## [Reading passage]
▽
Prerequisites on Ubuntu:

sudo apt update
sudo apt install build-essential cmake git

Clone and configure:

git clone https://github.com/ggerganov/llama.cpp.git
cd llama.cpp
mkdir build && cd build
cmake .. -DLLAMA_CUDA=ON -DLLAMA_BUILD_TESTS=OFF
cmake --build . --config Release -j$(nproc)

The -DLLAMA_CUDA=ON flag adds GPU offloading. On AMD GPUs with HIP, use -DLLAMA_HIP=ON -DLLAMA_HIPBLAS=ON. The build output lands in build/bin/.

Quantize a model from HuggingFace and run it:

# Download the raw model weights (this may be several GB)
git lfs install
git clone https://huggingface.co/mistralai/Mistral-7B-Instruct-v0.3
# Convert to gguf
python3 ../llama.cpp/convert_hf_to_gguf.py ./Mistral-7B-Instruct-v0.3 \
  --outfile ./mistral-7b.gguf --outtype f16
# Quantize to Q4_K_M (4-bit, ~4GB from 14GB)
./build/bin/llama-quantize ./mistral-7b.gguf ./mistral-7b-q4_k_m.gguf Q4_K_M
# Run with GPU offloading (split across GPU+CPU)
./build/bin/llama-cli -m ./mistral-7b-q4_k_m.gguf \
  -ngl 99 -t 8 -c 4096 -p "Explain Docker in one sentence"

-ngl 99 means offload 99 layers to the GPU (use 35 for a 35-layer model). -ngl 0 runs fully on CPU. -t 8 sets 8 CPU threads. -c 4096 sets context window to 4096 tokens.

Failure mode: CMake fails with Could not find CUDA. The CUDA toolkit was installed but CMake cannot find it because CUDA_PATH is not set. Set export CUDA_PATH=/usr/local/cuda-12.4 before running cmake.

Failure mode: Build succeeds but llama-cli segfaults immediately. The GPU does not have enough VRAM for the selected quantization at -ngl 99. Reduce layers: -ngl 50 for 50 layers on GPU, the rest on CPU. Or use a lighter quantization.
△
## [Data provided]
▽
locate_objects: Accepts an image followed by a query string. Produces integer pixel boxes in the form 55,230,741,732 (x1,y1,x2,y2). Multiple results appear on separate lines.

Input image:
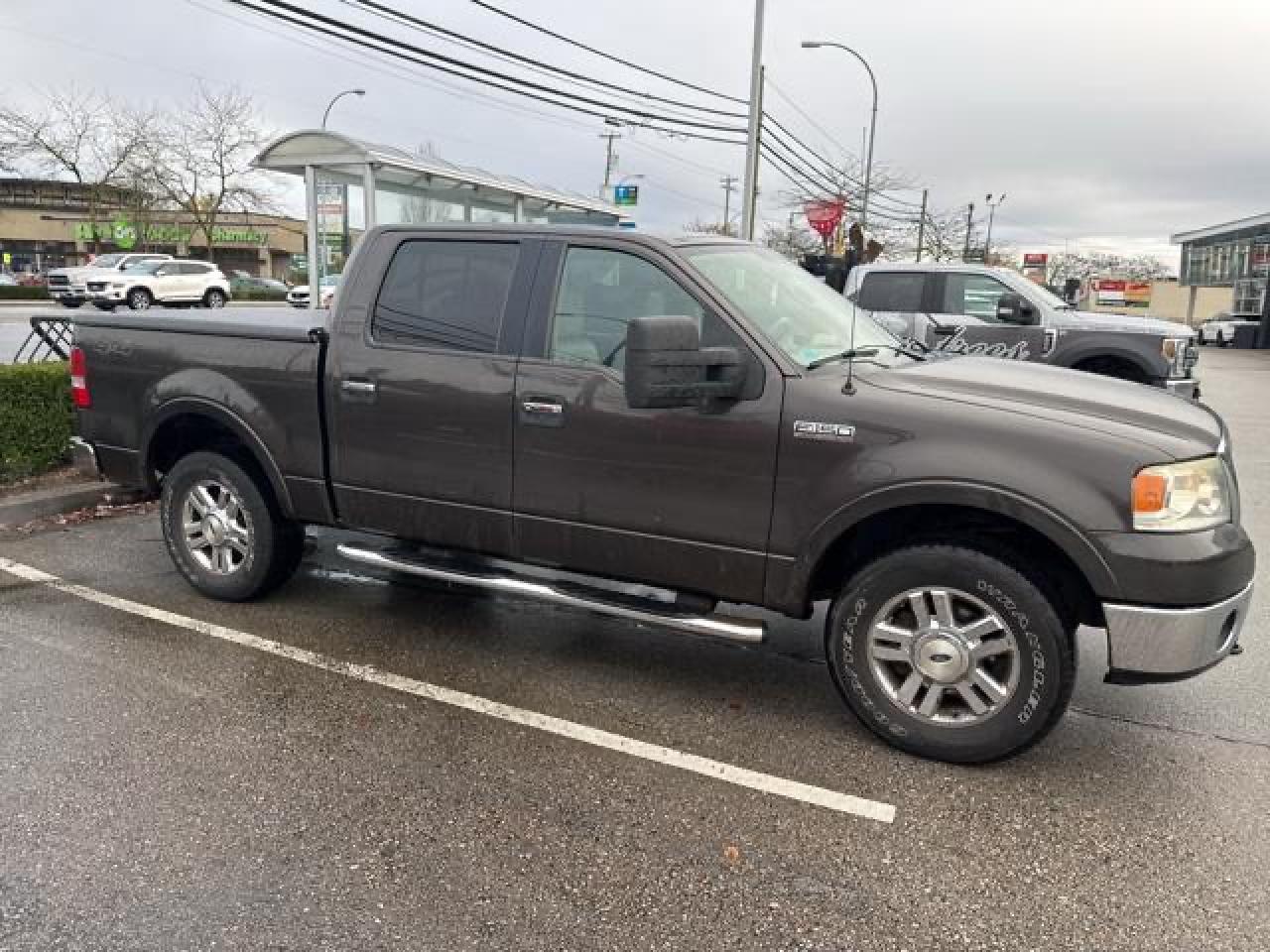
△
## [To do]
According to the llama.cpp build guide, why might llama-cli segfault immediately after a successful build, and what does the guide recommend doing about it? Answer in one to three sentences.

## [Result of the task]
The GPU does not have enough VRAM for the selected quantization when 99 layers are offloaded with -ngl 99. The guide recommends offloading fewer layers, such as -ngl 50 to keep 50 layers on the GPU and the rest on the CPU, or switching to a lighter quantization.